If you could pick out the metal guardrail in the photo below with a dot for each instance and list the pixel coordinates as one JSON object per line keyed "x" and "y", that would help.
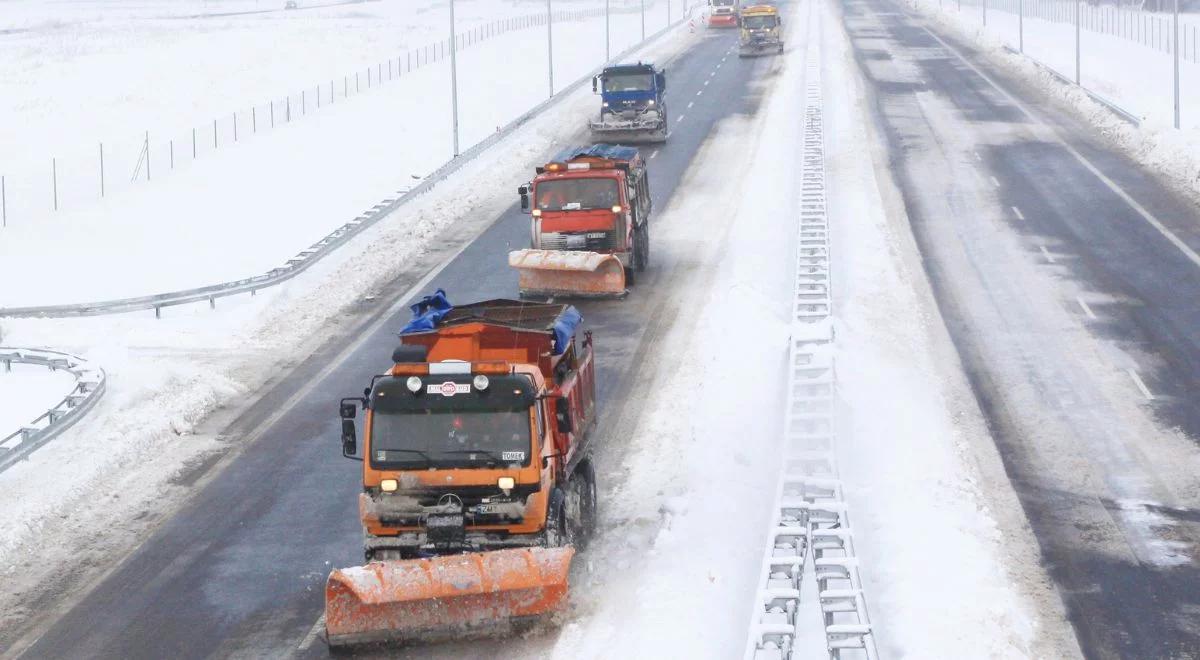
{"x": 90, "y": 383}
{"x": 1123, "y": 114}
{"x": 313, "y": 253}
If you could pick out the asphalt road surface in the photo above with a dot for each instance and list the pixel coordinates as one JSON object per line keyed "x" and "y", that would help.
{"x": 1068, "y": 280}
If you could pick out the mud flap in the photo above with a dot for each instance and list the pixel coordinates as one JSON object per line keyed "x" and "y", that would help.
{"x": 418, "y": 599}
{"x": 568, "y": 274}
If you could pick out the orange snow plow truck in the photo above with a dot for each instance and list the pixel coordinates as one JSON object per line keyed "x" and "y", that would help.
{"x": 477, "y": 483}
{"x": 591, "y": 223}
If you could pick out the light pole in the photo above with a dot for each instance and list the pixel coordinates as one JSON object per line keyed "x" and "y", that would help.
{"x": 1077, "y": 41}
{"x": 550, "y": 45}
{"x": 454, "y": 82}
{"x": 607, "y": 43}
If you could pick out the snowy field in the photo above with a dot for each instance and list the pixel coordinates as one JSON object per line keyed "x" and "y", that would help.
{"x": 28, "y": 391}
{"x": 245, "y": 209}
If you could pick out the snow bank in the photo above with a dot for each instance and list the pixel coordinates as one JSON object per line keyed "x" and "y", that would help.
{"x": 1135, "y": 77}
{"x": 28, "y": 391}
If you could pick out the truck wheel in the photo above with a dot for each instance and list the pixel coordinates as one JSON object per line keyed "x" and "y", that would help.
{"x": 641, "y": 246}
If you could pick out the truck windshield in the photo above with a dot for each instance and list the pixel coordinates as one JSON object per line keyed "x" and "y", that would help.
{"x": 573, "y": 195}
{"x": 450, "y": 438}
{"x": 629, "y": 82}
{"x": 757, "y": 22}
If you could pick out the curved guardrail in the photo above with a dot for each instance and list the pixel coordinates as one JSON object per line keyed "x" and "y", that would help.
{"x": 313, "y": 253}
{"x": 90, "y": 382}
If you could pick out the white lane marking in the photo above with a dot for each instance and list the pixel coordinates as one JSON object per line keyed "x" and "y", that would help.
{"x": 1087, "y": 165}
{"x": 1087, "y": 310}
{"x": 312, "y": 634}
{"x": 1141, "y": 387}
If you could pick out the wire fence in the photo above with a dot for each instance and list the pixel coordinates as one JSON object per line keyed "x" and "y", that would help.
{"x": 1141, "y": 64}
{"x": 87, "y": 175}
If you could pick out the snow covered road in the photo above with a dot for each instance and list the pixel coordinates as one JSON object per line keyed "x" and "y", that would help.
{"x": 1067, "y": 277}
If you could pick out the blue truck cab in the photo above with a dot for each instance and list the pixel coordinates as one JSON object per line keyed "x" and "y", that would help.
{"x": 633, "y": 103}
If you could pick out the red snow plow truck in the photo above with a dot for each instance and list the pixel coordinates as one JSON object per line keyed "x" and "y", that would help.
{"x": 591, "y": 210}
{"x": 477, "y": 484}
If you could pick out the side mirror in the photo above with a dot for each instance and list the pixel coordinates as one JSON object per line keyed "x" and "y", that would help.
{"x": 563, "y": 415}
{"x": 349, "y": 439}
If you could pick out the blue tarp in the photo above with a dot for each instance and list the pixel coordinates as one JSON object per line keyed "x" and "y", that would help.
{"x": 611, "y": 151}
{"x": 429, "y": 312}
{"x": 564, "y": 328}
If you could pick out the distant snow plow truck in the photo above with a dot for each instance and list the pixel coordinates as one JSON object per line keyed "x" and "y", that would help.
{"x": 723, "y": 13}
{"x": 633, "y": 107}
{"x": 762, "y": 31}
{"x": 477, "y": 483}
{"x": 589, "y": 223}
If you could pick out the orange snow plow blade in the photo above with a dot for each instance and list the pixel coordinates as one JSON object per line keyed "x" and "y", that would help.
{"x": 550, "y": 273}
{"x": 399, "y": 600}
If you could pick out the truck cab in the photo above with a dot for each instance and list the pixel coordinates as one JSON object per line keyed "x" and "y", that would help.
{"x": 723, "y": 13}
{"x": 633, "y": 106}
{"x": 762, "y": 30}
{"x": 594, "y": 199}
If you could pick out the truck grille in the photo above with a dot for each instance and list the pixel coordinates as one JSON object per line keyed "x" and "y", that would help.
{"x": 592, "y": 241}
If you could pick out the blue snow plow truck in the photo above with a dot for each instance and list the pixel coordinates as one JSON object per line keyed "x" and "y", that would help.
{"x": 633, "y": 107}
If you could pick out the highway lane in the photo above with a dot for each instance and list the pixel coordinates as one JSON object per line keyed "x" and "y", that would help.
{"x": 1068, "y": 280}
{"x": 239, "y": 570}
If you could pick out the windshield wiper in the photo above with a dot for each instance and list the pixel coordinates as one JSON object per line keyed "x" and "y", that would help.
{"x": 496, "y": 457}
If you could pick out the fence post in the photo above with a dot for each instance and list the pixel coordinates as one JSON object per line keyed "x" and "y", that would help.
{"x": 1077, "y": 40}
{"x": 550, "y": 45}
{"x": 454, "y": 84}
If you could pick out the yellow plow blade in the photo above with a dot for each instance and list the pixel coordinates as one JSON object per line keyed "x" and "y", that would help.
{"x": 561, "y": 273}
{"x": 412, "y": 599}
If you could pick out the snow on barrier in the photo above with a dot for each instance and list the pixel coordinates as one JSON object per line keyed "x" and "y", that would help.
{"x": 318, "y": 250}
{"x": 88, "y": 389}
{"x": 810, "y": 533}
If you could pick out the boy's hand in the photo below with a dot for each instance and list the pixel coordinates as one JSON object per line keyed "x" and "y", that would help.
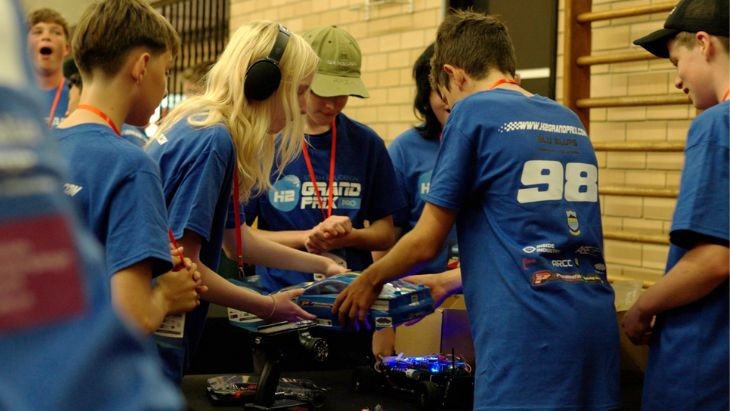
{"x": 181, "y": 289}
{"x": 353, "y": 303}
{"x": 329, "y": 234}
{"x": 176, "y": 253}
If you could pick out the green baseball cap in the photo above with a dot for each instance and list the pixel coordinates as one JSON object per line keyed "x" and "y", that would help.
{"x": 338, "y": 73}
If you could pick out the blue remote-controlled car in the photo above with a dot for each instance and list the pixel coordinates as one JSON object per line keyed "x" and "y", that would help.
{"x": 399, "y": 302}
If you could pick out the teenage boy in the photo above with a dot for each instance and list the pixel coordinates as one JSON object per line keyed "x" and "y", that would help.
{"x": 684, "y": 316}
{"x": 124, "y": 49}
{"x": 58, "y": 330}
{"x": 518, "y": 174}
{"x": 48, "y": 46}
{"x": 343, "y": 177}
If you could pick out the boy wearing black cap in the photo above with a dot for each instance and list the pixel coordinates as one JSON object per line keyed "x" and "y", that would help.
{"x": 688, "y": 357}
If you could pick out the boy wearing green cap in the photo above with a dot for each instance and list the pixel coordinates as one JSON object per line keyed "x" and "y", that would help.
{"x": 343, "y": 178}
{"x": 684, "y": 316}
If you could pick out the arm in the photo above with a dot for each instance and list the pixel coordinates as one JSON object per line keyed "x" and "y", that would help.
{"x": 420, "y": 244}
{"x": 146, "y": 306}
{"x": 695, "y": 275}
{"x": 258, "y": 250}
{"x": 337, "y": 232}
{"x": 398, "y": 233}
{"x": 275, "y": 307}
{"x": 290, "y": 238}
{"x": 441, "y": 284}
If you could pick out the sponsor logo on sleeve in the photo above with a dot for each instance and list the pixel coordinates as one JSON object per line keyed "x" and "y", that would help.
{"x": 573, "y": 225}
{"x": 545, "y": 276}
{"x": 545, "y": 248}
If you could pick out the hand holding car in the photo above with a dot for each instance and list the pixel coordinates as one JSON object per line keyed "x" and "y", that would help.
{"x": 355, "y": 300}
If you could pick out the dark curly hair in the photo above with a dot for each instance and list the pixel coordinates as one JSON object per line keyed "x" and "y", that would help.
{"x": 431, "y": 127}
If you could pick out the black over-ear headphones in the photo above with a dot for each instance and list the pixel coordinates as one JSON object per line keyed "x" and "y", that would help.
{"x": 263, "y": 77}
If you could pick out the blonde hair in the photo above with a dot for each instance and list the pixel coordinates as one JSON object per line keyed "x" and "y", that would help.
{"x": 248, "y": 122}
{"x": 109, "y": 29}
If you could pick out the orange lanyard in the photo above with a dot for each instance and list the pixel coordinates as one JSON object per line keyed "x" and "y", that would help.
{"x": 330, "y": 187}
{"x": 55, "y": 102}
{"x": 237, "y": 222}
{"x": 503, "y": 81}
{"x": 98, "y": 112}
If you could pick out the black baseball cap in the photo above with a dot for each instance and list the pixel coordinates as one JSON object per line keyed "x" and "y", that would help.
{"x": 710, "y": 16}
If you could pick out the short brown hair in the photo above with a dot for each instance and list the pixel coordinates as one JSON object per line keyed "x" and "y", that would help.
{"x": 109, "y": 29}
{"x": 46, "y": 15}
{"x": 687, "y": 39}
{"x": 474, "y": 42}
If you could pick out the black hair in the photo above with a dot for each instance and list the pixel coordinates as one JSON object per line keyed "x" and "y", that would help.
{"x": 431, "y": 127}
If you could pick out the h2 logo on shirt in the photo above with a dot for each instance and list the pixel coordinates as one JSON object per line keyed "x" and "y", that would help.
{"x": 575, "y": 182}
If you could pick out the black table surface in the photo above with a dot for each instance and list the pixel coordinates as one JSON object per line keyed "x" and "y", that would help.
{"x": 339, "y": 397}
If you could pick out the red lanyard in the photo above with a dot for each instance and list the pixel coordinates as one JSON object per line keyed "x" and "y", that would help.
{"x": 55, "y": 102}
{"x": 503, "y": 81}
{"x": 95, "y": 110}
{"x": 237, "y": 221}
{"x": 330, "y": 187}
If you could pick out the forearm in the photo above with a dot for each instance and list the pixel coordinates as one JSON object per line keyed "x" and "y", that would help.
{"x": 450, "y": 281}
{"x": 378, "y": 236}
{"x": 261, "y": 251}
{"x": 220, "y": 290}
{"x": 227, "y": 294}
{"x": 135, "y": 300}
{"x": 289, "y": 238}
{"x": 694, "y": 276}
{"x": 419, "y": 245}
{"x": 400, "y": 260}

§ **WORK ITEM**
Set down, exactly and without anything extra, every line from the one that contains "If you could pick out the forearm" through the final line of the material.

§ **EXERCISE ANSWER**
If you could pick out the forearm in the photo above with a dot for each instance and list the pixel coordinates as one JSON object per line keyed "x" and "y", that would help.
{"x": 450, "y": 281}
{"x": 378, "y": 236}
{"x": 261, "y": 251}
{"x": 220, "y": 290}
{"x": 227, "y": 294}
{"x": 135, "y": 300}
{"x": 289, "y": 238}
{"x": 694, "y": 276}
{"x": 419, "y": 245}
{"x": 400, "y": 260}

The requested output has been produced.